### EXTRACT PROVIDED
-*-*-
Background context: Current imaging techniques used to evaluate fusion status after a posterolateral fusion such as radiographs, computed axial tomography (CT) scans, and tomograms are known to be inaccurate, with error rates estimated from 20% to 40%. Previous studies evaluated CT scans using 2-4-mm thick slices with limited reconstructions.
Purpose: The purpose of this study is to determine the intraobserver and interobserver agreement of plain radiographs and fine-cut (1-mm) CT scans with sagittal and coronal reconstructions in evaluating fusion status after instrumented posterolateral fusions. The correlation between radiographic evaluations and CT scan evaluations was also analyzed.
Study design/setting: Cross-sectional, blinded.
Patient sample: One-year radiographs and CT scans of 86 patients who had single-level instrumented posterolateral fusions.
Outcome measures: Fusion grades based on previously published criteria were determined.
Methods: Three spine surgeons graded the fusions of 86 patients who had single-level instrumented posterolateral fusions using 1-year postoperative flexion/extension lateral and anteroposterior radiographs, and fine-cut CT scans with sagittal and coronal reconstructions. The technique used to obtain the radiographs and the CT scans was the same in all cases. Two separate readings, 2 weeks apart, were done on each patient by each surgeon. The kappa coefficients for interobserver and intraobserver variability were determined.
-*-*-
### EXTRACTED DATA
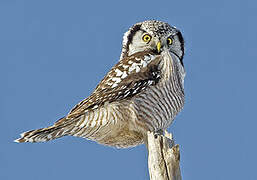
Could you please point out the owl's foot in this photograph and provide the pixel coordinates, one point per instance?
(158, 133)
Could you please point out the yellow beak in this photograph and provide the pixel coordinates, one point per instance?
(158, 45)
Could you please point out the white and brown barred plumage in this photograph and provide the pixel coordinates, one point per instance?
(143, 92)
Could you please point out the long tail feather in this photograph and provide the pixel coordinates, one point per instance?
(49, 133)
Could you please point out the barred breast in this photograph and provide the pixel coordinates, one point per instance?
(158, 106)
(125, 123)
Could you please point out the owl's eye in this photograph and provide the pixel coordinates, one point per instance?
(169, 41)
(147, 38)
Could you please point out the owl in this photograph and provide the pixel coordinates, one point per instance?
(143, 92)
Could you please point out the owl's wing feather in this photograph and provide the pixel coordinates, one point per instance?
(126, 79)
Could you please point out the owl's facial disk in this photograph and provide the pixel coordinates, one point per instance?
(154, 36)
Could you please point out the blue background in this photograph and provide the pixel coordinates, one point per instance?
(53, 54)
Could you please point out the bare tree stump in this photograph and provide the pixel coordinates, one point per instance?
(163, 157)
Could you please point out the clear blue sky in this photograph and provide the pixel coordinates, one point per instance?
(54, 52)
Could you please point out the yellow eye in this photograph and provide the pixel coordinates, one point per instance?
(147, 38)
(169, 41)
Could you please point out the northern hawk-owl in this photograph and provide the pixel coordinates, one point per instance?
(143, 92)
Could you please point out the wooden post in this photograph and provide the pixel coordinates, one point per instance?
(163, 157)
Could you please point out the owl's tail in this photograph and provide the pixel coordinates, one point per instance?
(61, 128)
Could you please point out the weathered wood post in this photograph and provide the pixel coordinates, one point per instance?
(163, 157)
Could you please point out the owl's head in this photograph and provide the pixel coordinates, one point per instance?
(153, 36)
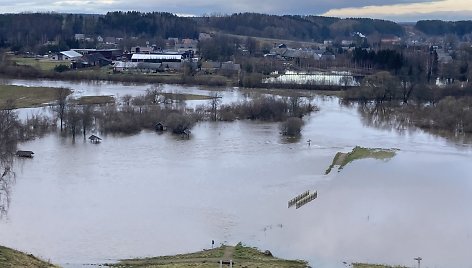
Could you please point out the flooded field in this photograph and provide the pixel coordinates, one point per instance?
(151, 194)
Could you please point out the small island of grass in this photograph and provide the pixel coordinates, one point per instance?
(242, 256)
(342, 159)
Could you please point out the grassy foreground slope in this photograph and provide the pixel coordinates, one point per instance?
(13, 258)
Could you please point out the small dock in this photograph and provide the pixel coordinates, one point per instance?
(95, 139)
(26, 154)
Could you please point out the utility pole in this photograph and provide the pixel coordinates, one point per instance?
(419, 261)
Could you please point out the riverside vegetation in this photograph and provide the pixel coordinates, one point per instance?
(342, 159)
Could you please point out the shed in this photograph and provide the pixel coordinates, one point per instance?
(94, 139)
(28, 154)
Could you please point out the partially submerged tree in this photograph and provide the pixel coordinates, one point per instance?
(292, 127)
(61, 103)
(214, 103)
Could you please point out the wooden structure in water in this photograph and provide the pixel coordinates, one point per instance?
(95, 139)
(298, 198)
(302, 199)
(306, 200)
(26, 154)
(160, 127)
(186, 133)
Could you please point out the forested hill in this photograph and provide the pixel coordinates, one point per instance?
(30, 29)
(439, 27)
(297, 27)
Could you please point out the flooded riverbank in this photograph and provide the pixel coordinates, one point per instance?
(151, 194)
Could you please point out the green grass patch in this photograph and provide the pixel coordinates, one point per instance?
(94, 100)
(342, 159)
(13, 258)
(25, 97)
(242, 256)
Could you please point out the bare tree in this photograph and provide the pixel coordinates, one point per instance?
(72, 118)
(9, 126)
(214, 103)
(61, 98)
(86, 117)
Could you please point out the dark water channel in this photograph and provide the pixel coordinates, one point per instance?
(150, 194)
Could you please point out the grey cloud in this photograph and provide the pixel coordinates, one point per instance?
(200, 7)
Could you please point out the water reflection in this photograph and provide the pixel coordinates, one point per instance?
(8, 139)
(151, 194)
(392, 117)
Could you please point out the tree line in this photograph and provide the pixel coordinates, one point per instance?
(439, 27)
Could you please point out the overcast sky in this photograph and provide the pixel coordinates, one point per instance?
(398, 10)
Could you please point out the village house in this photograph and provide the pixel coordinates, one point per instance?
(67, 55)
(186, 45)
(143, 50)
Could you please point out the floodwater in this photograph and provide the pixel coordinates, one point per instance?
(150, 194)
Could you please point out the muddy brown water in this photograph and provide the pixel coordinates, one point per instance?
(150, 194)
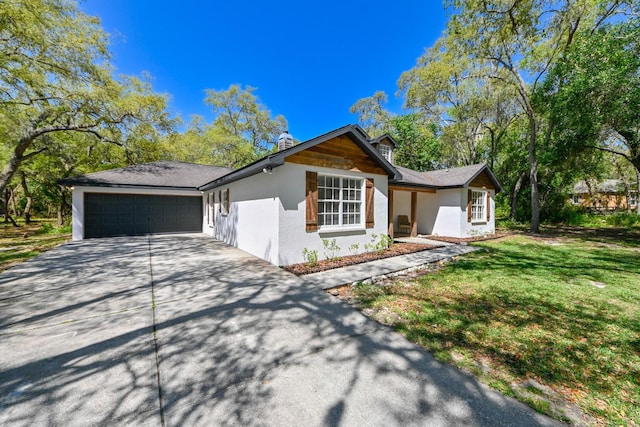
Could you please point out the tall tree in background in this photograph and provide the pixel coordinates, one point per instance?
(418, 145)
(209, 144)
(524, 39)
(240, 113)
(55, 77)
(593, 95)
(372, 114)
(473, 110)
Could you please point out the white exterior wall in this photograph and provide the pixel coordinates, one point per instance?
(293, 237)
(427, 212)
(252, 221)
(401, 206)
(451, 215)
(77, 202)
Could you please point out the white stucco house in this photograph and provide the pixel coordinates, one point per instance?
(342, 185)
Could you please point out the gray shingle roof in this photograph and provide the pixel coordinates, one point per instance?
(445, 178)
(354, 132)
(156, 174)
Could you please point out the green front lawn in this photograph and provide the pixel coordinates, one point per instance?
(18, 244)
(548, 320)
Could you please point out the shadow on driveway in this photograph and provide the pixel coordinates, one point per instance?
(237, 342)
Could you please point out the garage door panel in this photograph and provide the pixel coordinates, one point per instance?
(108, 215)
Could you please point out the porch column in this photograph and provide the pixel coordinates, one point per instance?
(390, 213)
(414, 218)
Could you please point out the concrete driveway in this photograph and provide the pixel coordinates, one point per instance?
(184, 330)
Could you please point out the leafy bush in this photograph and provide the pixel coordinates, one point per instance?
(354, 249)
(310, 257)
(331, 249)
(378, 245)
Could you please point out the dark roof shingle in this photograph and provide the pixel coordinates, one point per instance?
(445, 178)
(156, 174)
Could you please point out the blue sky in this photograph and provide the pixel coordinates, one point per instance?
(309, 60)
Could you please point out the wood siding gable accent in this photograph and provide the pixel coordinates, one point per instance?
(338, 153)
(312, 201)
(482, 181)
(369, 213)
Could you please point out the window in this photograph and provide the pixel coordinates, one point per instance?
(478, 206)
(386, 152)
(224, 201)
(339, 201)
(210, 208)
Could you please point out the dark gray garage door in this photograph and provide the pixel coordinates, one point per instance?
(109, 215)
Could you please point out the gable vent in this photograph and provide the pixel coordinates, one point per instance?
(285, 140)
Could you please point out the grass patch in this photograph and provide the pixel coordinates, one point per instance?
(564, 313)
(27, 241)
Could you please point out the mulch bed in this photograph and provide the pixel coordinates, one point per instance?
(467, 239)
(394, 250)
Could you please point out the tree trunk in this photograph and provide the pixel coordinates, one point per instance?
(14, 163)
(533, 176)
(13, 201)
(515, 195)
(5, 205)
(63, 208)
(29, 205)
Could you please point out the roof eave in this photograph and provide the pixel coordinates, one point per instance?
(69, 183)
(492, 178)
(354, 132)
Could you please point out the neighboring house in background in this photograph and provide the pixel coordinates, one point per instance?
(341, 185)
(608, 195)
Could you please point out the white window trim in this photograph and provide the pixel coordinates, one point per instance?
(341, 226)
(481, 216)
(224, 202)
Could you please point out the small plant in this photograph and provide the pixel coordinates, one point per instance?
-*-*-
### USING THE INFORMATION
a - Using the study abstract, answer the following:
(i) What range of error rates does it give for current imaging techniques used to evaluate fusion status?
(ii) How thick were the fine-cut CT scan slices in this study?
(iii) How many spine surgeons graded the fusions?
b - Reproduce word for word the portion of the study abstract from "Outcome measures: Fusion" to "variability were determined.".

### ANSWERS TO THE EXERCISES
a -
(i) 20% to 40%
(ii) 1 mm
(iii) Three

b -
Outcome measures: Fusion grades based on previously published criteria were determined.
Methods: Three spine surgeons graded the fusions of 86 patients who had single-level instrumented posterolateral fusions using 1-year postoperative flexion/extension lateral and anteroposterior radiographs, and fine-cut CT scans with sagittal and coronal reconstructions. The technique used to obtain the radiographs and the CT scans was the same in all cases. Two separate readings, 2 weeks apart, were done on each patient by each surgeon. The kappa coefficients for interobserver and intraobserver variability were determined.